Copy out every line of the records below that contains the string "soccer"; the match is case-sensitive.

* Begin *

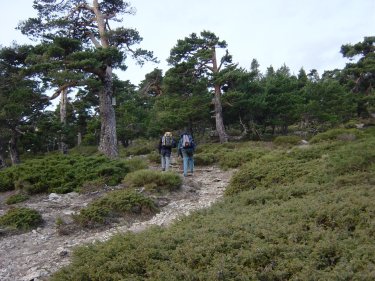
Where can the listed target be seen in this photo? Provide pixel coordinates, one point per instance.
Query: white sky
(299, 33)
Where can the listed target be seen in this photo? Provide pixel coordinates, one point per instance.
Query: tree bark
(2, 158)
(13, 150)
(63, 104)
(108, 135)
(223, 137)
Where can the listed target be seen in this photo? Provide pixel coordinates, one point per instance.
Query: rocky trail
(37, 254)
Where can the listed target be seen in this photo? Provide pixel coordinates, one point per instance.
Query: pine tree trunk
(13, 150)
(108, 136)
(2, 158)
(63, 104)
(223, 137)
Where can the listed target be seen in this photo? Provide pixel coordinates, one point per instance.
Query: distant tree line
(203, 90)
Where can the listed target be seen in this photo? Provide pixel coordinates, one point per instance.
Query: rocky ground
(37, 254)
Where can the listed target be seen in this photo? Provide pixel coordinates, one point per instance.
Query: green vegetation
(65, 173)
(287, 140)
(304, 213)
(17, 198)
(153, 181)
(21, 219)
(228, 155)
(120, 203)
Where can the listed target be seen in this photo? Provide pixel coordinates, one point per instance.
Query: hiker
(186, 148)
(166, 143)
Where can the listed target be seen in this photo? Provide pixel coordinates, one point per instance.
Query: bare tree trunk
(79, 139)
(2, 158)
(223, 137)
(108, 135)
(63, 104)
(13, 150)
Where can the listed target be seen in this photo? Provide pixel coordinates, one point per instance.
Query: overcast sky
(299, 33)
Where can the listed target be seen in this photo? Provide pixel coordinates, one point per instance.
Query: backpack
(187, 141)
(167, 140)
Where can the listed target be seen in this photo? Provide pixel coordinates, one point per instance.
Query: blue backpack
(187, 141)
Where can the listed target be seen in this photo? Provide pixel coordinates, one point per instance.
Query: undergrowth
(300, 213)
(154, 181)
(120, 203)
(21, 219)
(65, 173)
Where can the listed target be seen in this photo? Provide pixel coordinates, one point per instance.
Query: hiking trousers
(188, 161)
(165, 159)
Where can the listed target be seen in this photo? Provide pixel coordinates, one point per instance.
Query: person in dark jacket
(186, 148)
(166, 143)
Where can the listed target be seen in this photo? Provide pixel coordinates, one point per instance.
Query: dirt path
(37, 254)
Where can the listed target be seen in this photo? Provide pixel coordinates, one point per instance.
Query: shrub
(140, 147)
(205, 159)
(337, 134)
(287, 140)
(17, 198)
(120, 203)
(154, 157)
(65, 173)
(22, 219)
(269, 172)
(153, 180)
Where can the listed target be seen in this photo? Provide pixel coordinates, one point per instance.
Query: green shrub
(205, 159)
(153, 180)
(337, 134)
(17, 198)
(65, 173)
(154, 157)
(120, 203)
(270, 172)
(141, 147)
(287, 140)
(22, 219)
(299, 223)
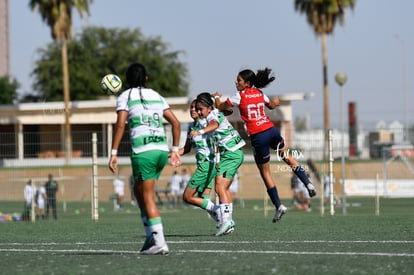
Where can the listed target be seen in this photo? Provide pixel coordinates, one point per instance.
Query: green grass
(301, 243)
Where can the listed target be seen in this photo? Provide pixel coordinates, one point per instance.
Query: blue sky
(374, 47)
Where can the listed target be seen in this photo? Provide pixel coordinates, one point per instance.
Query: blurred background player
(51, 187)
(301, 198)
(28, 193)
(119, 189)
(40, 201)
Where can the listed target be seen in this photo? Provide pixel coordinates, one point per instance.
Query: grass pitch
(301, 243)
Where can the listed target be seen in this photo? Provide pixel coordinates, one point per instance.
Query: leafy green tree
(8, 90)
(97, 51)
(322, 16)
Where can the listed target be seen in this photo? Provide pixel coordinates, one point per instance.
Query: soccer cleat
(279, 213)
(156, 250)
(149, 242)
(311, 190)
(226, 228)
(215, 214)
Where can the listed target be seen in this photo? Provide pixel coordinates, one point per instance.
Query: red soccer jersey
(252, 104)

* End *

### Answer to the task
Query: soccer cleat
Query: red soccer jersey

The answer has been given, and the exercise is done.